EXERCISE PROMPT: Repeat word for word everything from the line containing "Task: place a pin on each instance of the large white" to the end of the listing, first and last lines included, and only that.

↓

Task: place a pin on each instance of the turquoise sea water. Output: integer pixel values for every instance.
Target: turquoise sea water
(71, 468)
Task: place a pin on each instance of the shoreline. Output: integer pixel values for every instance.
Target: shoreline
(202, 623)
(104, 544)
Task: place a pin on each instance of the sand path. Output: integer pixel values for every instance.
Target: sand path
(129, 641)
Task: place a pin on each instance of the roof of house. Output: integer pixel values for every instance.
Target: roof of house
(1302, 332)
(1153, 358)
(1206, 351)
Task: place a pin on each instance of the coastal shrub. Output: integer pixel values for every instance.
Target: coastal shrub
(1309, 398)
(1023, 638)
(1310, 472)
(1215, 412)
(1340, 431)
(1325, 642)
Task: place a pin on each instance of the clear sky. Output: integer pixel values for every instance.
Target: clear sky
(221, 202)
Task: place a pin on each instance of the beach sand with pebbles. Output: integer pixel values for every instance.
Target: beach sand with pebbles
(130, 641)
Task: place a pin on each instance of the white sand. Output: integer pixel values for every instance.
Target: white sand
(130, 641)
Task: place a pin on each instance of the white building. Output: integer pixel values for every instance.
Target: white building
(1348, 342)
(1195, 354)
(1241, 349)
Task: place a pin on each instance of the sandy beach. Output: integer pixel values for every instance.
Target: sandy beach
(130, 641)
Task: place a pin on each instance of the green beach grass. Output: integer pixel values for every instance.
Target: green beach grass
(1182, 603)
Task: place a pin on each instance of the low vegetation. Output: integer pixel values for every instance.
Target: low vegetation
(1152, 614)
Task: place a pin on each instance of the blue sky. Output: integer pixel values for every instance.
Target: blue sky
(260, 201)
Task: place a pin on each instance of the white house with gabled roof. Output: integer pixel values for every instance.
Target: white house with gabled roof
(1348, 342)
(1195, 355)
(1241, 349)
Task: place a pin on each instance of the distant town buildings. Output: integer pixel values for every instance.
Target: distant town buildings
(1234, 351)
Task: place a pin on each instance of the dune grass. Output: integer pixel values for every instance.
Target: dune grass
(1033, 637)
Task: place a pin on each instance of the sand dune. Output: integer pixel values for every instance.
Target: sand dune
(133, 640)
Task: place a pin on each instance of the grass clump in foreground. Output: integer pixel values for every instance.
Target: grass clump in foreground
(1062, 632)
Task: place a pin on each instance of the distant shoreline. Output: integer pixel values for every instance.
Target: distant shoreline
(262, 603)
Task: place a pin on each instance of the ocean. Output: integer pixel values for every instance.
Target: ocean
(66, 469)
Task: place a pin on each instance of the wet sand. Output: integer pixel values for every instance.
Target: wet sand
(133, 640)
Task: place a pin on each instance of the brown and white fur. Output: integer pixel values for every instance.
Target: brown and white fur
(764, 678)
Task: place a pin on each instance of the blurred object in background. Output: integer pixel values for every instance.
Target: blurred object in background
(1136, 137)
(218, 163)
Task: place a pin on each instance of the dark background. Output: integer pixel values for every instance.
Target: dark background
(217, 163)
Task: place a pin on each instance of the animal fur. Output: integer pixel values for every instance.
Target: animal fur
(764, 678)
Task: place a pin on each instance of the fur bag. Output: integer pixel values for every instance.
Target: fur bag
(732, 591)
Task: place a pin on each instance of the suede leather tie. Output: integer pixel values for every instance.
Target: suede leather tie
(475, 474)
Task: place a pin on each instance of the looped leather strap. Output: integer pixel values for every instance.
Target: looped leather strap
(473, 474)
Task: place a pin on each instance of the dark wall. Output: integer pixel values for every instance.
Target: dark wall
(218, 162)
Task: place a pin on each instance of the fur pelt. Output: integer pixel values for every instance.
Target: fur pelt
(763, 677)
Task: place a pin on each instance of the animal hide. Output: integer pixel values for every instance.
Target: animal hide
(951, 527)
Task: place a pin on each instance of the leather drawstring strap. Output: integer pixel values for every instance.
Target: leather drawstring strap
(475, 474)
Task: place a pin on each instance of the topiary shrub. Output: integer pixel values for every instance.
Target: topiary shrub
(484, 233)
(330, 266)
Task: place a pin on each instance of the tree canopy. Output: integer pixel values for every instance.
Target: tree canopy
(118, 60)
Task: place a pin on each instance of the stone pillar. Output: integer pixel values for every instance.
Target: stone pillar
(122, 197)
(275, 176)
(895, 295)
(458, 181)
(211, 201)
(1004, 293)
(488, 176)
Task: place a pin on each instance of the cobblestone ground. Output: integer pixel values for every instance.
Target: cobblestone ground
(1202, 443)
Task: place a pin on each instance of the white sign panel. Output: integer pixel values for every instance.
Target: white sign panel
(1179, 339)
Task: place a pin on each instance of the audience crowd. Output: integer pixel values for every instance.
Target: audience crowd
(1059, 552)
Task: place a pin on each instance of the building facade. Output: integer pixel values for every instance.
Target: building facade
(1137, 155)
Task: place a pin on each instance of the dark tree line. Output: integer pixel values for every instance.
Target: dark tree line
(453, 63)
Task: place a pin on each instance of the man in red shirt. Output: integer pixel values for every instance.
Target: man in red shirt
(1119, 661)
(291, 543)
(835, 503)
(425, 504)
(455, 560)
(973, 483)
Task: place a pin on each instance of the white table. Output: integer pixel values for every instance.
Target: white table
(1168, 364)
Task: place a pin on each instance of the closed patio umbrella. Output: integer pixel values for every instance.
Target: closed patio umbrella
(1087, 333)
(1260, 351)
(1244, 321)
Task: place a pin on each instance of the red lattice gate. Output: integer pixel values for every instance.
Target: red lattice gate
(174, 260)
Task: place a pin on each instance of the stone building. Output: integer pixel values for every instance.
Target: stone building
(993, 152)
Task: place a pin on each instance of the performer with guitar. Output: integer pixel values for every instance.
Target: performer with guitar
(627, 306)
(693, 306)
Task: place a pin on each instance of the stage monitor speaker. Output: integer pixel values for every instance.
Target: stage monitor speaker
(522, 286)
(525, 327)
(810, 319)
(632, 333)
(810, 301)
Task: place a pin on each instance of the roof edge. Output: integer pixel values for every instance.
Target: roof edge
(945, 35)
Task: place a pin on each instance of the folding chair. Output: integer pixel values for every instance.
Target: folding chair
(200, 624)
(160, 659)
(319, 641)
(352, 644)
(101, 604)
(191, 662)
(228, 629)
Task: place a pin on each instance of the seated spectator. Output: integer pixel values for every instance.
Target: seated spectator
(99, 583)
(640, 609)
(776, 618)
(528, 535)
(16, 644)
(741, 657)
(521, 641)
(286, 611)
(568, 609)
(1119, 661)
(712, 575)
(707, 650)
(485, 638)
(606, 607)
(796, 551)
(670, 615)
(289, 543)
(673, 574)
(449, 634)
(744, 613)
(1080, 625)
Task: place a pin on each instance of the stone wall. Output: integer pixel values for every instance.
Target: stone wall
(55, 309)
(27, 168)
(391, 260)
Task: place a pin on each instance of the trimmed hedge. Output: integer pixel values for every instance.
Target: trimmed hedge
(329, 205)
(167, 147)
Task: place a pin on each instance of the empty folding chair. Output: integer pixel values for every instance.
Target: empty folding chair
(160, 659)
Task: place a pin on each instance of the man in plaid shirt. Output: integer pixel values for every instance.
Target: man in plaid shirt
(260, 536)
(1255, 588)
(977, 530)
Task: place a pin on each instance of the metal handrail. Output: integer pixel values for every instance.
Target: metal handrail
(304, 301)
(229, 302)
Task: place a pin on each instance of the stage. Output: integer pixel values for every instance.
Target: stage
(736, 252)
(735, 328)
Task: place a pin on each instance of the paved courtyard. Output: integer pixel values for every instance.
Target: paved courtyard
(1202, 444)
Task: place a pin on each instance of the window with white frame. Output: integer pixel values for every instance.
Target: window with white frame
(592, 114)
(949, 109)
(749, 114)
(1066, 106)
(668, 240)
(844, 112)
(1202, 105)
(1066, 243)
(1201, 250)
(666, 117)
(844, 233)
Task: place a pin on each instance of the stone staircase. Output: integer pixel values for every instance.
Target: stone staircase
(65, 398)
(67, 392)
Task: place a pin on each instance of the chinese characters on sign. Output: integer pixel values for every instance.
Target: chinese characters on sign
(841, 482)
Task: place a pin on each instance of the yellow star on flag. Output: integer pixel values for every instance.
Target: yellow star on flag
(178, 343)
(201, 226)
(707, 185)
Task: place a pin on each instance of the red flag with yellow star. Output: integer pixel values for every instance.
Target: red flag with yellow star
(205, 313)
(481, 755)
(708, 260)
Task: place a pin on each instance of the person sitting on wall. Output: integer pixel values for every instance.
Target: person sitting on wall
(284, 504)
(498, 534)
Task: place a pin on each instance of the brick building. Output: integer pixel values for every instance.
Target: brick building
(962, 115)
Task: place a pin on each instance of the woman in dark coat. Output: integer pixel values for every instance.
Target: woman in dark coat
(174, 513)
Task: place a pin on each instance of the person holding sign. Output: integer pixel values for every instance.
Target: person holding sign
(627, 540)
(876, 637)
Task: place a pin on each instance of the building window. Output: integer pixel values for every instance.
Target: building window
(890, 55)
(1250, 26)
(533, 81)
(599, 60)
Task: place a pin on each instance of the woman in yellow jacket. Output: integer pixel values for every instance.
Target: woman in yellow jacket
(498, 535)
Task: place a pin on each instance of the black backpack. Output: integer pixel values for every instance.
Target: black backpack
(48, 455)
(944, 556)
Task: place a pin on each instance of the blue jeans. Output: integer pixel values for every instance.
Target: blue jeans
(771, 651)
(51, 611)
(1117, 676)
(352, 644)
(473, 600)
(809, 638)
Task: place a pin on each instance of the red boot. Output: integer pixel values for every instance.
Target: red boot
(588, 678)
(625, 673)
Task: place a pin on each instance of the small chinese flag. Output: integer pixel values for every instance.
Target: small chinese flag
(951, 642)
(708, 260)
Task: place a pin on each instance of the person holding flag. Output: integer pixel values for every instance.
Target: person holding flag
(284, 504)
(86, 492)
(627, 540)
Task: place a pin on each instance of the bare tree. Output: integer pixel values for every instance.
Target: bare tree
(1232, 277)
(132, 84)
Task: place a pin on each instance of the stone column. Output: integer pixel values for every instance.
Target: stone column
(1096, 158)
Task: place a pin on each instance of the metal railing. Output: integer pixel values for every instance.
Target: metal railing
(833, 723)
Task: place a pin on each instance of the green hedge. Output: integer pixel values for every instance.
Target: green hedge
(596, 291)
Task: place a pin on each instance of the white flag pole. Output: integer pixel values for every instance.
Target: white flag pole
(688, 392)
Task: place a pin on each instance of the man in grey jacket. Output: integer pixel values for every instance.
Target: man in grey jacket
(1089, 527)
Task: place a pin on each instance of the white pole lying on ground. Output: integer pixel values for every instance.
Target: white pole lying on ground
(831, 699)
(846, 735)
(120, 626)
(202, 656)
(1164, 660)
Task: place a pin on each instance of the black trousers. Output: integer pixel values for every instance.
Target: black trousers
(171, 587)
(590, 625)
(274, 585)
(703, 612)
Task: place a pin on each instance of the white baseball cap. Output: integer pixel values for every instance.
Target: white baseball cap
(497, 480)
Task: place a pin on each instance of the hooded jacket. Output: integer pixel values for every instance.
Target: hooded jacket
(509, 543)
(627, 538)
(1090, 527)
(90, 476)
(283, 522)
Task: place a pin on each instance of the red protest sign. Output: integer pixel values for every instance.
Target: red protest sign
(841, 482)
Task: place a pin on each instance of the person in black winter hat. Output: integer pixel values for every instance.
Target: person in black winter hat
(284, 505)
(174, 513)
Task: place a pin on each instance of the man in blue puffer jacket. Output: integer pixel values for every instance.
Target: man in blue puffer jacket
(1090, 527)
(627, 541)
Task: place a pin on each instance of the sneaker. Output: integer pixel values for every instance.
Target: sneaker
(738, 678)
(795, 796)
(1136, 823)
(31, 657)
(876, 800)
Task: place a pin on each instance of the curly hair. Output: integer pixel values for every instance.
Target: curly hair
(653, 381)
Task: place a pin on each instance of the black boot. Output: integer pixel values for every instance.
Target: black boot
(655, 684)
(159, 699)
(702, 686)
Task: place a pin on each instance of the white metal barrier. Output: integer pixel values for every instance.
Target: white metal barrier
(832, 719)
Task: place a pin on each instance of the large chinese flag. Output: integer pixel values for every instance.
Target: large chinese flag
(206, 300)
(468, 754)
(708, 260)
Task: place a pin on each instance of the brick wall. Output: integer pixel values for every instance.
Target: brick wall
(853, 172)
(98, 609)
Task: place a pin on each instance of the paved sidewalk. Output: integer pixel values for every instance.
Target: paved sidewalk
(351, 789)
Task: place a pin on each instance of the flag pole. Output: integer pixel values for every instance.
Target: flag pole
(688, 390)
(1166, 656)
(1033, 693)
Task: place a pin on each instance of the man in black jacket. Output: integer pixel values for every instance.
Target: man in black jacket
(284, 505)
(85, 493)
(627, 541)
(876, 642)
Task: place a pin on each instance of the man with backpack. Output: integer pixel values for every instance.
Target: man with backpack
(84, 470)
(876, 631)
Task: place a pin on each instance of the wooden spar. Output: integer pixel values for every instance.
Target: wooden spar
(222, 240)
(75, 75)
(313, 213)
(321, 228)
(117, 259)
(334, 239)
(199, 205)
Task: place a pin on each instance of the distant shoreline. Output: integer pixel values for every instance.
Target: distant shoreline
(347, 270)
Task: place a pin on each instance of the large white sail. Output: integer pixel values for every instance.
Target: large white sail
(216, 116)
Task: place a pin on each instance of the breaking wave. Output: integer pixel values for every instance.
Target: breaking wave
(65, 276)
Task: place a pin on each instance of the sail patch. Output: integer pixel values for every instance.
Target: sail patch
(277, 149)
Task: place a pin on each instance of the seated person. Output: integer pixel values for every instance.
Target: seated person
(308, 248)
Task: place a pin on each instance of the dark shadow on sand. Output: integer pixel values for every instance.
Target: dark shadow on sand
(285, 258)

↑

FINAL RESULT:
Task: place a pin on each instance of the large white sail. Output: integer pixel values for every instance.
Target: large white sail
(216, 116)
Task: place a pin on each instance of the breaking wave. Output: integer pixel values for every instance.
Target: breaking wave
(65, 276)
Task: place a pin on each instance of the sail patch. Output: integer pixel values for every instance.
Target: sail patch
(277, 149)
Task: place a pin on each instance of the seated person. Output: integer pixel values for every instance.
Target: seated person
(308, 248)
Task: place a pin on each instance of the dark shadow on sand. Output: integer pixel values for every instance.
Target: dark shadow on sand
(285, 258)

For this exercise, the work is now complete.